Content starts

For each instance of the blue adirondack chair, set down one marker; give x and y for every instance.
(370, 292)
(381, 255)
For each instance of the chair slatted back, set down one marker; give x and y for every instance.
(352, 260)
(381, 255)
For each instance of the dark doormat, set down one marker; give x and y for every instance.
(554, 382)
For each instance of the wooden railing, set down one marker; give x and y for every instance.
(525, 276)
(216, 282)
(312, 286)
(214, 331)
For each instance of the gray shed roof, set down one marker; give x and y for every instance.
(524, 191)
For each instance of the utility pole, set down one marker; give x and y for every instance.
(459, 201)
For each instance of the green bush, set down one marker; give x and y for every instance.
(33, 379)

Content ends
Content starts

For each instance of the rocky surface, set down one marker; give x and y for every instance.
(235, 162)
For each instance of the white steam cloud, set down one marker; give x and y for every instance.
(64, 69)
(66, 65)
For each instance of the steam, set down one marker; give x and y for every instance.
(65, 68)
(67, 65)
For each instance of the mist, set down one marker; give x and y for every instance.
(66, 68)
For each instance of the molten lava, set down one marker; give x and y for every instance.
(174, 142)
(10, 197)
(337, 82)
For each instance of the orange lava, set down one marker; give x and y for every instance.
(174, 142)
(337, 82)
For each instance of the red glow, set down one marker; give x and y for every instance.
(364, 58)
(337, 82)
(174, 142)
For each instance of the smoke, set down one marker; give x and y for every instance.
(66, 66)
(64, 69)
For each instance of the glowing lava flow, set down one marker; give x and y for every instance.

Content ends

• INSTRUCTIONS FOR THE TASK: The reply should consist solely of the lines above from the one that has "For each instance of the red" through the one that has "For each instance of the glowing", reproduced exactly.

• THE COMPLETED TASK:
For each instance of the red glow, set down one marker; give x and y for every instance.
(364, 58)
(337, 82)
(174, 142)
For each instance of the smoke, set down one marker; give x and y for every instance.
(66, 66)
(64, 69)
For each instance of the glowing lava flow, set down one marker; give x and y for every instance.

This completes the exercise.